### REQUIRED ACTION
Find each line in the items below that contains the string "target", matching case exactly, and copy those lines.

*** Opening PROVIDED ENTRIES ***

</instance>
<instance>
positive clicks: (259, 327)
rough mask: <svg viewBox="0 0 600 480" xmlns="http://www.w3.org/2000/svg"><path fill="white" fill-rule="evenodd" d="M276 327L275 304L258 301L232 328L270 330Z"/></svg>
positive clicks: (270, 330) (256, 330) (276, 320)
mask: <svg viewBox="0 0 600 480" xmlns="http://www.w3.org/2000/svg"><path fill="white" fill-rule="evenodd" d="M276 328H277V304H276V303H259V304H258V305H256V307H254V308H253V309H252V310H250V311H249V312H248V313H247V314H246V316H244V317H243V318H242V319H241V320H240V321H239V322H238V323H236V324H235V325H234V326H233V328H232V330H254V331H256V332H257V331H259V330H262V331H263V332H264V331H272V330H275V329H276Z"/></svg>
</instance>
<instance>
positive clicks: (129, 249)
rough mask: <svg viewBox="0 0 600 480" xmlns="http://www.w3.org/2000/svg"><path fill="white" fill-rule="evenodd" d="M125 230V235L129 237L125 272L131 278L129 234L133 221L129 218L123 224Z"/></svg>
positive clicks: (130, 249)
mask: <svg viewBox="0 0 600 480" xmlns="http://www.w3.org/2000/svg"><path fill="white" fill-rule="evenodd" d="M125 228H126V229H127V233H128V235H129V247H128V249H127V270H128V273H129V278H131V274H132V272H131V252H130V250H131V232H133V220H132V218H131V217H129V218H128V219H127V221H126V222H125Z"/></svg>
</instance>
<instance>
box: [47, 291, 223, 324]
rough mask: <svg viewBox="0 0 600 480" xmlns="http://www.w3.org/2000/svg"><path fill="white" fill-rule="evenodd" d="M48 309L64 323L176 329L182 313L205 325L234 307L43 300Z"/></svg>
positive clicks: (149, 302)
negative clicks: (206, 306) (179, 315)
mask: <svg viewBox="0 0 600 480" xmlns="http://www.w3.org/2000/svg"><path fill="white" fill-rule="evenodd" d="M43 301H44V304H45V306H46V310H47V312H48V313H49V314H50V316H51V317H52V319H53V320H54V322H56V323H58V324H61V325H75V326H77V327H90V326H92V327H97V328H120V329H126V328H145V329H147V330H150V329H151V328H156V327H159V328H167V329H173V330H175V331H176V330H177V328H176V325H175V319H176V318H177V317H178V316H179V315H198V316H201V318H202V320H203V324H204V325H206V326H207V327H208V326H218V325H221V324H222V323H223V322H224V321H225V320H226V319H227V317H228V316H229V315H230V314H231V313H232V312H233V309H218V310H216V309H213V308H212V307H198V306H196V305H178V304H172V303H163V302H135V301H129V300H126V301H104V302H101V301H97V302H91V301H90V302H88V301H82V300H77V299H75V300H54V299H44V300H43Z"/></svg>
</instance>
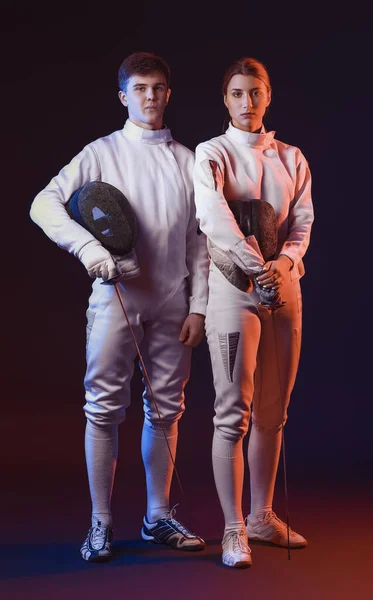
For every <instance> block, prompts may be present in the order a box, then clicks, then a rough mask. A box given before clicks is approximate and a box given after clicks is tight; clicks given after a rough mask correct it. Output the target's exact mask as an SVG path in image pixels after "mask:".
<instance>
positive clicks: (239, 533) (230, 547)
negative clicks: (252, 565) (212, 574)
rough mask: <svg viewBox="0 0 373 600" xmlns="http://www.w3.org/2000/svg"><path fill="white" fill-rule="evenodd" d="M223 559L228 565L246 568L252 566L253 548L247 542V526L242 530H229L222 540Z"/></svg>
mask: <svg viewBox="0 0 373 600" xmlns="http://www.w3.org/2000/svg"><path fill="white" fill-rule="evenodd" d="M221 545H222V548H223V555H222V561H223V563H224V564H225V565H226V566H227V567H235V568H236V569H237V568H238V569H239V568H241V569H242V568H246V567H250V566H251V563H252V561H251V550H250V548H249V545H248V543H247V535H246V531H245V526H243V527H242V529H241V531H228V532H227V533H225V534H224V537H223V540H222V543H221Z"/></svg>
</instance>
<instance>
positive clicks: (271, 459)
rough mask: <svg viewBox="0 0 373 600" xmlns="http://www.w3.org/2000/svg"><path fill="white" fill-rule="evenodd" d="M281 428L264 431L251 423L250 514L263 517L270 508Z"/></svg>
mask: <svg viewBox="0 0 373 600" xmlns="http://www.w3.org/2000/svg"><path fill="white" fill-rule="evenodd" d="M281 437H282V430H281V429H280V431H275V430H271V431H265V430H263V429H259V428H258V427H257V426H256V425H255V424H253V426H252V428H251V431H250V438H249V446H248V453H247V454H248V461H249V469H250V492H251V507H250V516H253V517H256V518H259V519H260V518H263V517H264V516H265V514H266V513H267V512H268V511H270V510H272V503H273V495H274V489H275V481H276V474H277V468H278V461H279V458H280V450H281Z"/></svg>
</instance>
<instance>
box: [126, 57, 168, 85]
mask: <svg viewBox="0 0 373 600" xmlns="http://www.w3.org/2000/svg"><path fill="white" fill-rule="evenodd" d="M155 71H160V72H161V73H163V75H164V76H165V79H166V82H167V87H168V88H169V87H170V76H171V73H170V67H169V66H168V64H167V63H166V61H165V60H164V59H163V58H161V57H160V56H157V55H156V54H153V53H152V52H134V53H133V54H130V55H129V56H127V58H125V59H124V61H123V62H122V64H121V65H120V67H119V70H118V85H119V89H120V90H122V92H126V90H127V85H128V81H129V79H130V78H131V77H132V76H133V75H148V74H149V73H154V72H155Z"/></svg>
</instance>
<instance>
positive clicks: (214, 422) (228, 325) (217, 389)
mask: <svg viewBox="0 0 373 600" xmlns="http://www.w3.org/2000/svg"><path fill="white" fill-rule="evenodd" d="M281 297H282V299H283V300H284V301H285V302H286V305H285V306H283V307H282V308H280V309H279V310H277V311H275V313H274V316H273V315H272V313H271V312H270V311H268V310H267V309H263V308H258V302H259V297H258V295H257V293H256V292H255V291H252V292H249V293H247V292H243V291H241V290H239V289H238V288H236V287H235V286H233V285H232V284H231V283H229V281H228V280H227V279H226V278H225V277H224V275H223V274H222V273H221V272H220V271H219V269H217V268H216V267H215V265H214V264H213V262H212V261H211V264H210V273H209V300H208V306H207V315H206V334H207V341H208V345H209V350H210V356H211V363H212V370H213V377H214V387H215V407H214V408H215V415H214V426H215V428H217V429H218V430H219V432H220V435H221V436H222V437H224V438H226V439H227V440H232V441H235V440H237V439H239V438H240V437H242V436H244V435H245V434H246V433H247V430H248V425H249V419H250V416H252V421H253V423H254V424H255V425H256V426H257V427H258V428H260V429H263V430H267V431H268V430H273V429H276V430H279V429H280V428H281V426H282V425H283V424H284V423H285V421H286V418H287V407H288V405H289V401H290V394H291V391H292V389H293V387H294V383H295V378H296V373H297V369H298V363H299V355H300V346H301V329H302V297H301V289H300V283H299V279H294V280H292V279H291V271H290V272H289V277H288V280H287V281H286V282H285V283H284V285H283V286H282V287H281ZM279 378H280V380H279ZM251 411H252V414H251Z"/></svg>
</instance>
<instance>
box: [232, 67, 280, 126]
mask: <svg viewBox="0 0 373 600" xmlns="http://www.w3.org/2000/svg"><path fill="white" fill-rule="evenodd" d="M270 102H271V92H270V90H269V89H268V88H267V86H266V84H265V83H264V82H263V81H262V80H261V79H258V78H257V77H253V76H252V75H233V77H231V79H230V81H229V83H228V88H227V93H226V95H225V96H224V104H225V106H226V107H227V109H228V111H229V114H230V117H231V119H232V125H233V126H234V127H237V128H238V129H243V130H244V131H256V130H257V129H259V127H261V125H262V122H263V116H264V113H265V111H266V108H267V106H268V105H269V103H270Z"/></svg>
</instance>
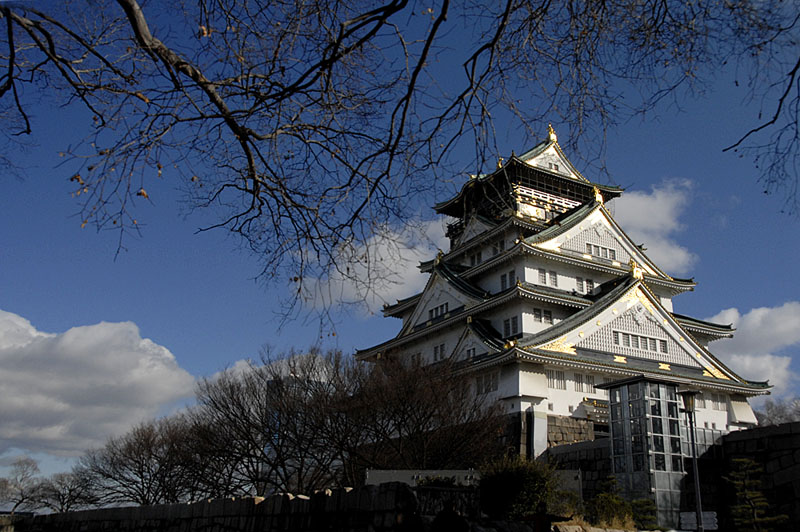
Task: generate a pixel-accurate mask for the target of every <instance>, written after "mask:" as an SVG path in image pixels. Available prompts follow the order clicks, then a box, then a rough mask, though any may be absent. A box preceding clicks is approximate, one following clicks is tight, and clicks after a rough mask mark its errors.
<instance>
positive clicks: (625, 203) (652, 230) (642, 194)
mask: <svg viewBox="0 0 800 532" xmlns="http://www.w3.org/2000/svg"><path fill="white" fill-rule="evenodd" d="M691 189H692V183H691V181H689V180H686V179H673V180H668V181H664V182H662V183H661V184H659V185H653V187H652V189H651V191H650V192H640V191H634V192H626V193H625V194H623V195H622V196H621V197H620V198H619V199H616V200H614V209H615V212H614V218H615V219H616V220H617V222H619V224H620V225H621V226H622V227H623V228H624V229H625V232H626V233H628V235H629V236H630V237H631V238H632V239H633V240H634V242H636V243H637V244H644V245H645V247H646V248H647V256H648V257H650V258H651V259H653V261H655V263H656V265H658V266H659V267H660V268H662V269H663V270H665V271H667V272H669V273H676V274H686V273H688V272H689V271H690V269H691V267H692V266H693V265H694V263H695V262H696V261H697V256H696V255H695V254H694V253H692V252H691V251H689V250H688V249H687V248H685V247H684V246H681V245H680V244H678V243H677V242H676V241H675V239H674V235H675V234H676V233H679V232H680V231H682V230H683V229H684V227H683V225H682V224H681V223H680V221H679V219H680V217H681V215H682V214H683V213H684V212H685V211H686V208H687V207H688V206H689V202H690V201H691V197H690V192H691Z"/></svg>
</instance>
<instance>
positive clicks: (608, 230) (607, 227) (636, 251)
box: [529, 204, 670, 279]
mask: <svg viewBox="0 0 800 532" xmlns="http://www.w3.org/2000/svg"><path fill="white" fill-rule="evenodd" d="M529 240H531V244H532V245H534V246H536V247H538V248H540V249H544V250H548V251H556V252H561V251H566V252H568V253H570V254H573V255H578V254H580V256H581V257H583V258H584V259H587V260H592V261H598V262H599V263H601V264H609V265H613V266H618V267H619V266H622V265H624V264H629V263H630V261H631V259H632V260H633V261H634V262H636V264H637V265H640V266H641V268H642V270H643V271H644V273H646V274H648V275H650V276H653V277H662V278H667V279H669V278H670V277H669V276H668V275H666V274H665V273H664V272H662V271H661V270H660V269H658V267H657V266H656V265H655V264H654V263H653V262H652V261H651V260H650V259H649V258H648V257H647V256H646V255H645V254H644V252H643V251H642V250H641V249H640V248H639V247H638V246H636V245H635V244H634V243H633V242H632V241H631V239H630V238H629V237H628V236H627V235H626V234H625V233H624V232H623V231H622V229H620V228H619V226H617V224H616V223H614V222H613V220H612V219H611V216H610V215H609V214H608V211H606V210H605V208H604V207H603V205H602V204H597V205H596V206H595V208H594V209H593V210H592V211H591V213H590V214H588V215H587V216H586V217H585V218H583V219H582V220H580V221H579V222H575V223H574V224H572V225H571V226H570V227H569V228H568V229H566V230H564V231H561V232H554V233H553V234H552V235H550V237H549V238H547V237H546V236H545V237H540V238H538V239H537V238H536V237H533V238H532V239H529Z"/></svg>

*** Closing PROVIDED ENTRIES ***

### SOLUTION BELOW
For every <instance> block, prompts may be present in the order a box, then clicks, then a rough mask. A box given before clicks is approximate and a box given after clicks is tight; clicks given after a rough mask correct it. Output the target's exact mask as an SVG path in image pixels after "mask:".
Task: generate a pixel-accurate mask for the target of every <instance>, written after "mask:" as an SVG path in image pixels. Available prompts follow the order clicks, then a box, then a rough mask, though any may be absent. A box preceding clicks is approximate, one following clicks is tight, and clicks after a rough mask mark its errors.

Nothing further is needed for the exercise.